■ Recorded information

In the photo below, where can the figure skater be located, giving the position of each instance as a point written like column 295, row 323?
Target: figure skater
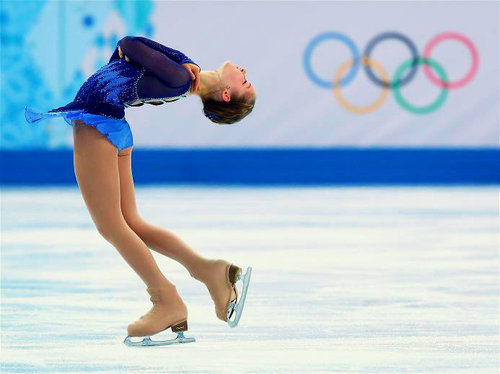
column 144, row 71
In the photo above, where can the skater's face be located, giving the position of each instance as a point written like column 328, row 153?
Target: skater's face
column 234, row 76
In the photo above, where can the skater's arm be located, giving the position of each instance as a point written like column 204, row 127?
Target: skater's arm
column 174, row 54
column 164, row 67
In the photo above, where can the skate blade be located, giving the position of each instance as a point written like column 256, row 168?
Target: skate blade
column 147, row 342
column 237, row 308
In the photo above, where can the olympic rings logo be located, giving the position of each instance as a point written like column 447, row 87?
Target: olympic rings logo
column 347, row 71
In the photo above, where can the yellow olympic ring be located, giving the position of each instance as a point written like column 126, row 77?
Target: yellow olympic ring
column 360, row 109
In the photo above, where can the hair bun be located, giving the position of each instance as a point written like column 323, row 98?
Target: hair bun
column 211, row 115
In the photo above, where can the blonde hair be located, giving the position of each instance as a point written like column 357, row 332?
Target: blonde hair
column 226, row 113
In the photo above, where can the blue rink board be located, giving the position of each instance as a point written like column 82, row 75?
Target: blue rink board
column 275, row 166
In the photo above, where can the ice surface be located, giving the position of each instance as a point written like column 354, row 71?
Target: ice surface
column 345, row 280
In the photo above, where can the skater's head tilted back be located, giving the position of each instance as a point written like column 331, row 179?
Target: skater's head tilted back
column 227, row 95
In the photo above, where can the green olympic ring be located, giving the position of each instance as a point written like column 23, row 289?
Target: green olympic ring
column 409, row 107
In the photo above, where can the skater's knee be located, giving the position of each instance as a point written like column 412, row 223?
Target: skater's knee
column 110, row 231
column 139, row 226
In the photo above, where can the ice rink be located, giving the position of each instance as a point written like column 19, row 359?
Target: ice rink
column 345, row 280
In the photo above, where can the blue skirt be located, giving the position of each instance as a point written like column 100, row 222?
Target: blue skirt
column 116, row 131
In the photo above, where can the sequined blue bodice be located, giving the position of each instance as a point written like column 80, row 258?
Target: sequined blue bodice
column 154, row 75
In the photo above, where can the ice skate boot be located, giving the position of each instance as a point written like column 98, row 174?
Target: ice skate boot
column 168, row 311
column 220, row 279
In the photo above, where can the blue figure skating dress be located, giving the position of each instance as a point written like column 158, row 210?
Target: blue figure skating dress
column 153, row 76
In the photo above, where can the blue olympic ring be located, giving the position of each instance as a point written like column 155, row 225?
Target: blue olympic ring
column 336, row 36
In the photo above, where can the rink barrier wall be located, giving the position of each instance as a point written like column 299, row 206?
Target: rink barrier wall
column 271, row 166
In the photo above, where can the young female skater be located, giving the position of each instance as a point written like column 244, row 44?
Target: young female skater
column 144, row 71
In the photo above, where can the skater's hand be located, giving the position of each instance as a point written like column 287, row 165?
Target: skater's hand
column 120, row 53
column 194, row 71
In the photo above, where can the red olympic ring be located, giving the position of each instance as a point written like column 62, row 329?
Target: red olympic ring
column 470, row 46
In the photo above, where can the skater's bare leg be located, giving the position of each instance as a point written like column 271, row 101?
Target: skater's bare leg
column 156, row 238
column 212, row 272
column 96, row 170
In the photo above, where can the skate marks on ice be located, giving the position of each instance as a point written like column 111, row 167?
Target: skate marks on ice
column 345, row 280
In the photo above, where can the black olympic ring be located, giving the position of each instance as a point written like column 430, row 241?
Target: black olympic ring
column 414, row 57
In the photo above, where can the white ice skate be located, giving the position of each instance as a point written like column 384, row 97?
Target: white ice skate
column 167, row 313
column 236, row 306
column 146, row 342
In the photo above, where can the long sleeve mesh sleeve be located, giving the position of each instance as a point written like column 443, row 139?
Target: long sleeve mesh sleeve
column 164, row 62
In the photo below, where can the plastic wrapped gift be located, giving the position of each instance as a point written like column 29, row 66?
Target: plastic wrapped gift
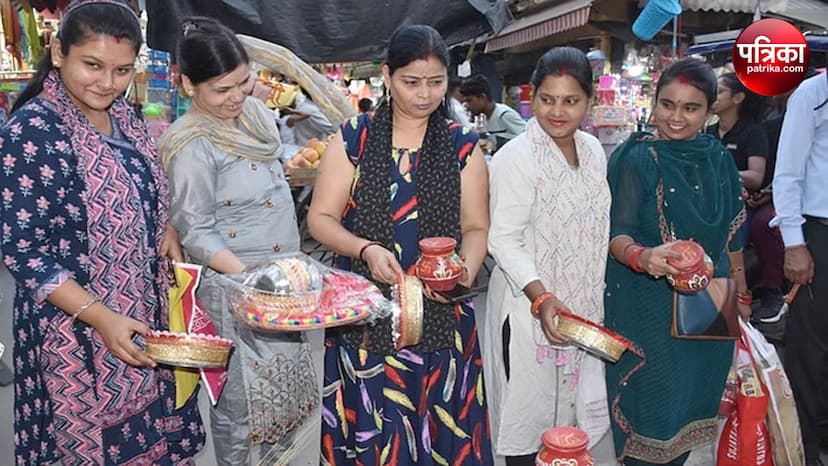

■ Exercise objective
When the line with "In the photo above, where can the red" is reached in the data above, begin copying, and stop after the line with "In the photo above, where can the skater's bare"; copy each line exactly, both ends included.

■ Result of the task
In the photo above, where can the red olympic ring be located, giving the position of each instance as a point written like column 62, row 329?
Target: red olympic ring
column 470, row 46
In the photo above, where can the skater's bare leg be located, giving the position of each instance as a point written like column 271, row 101?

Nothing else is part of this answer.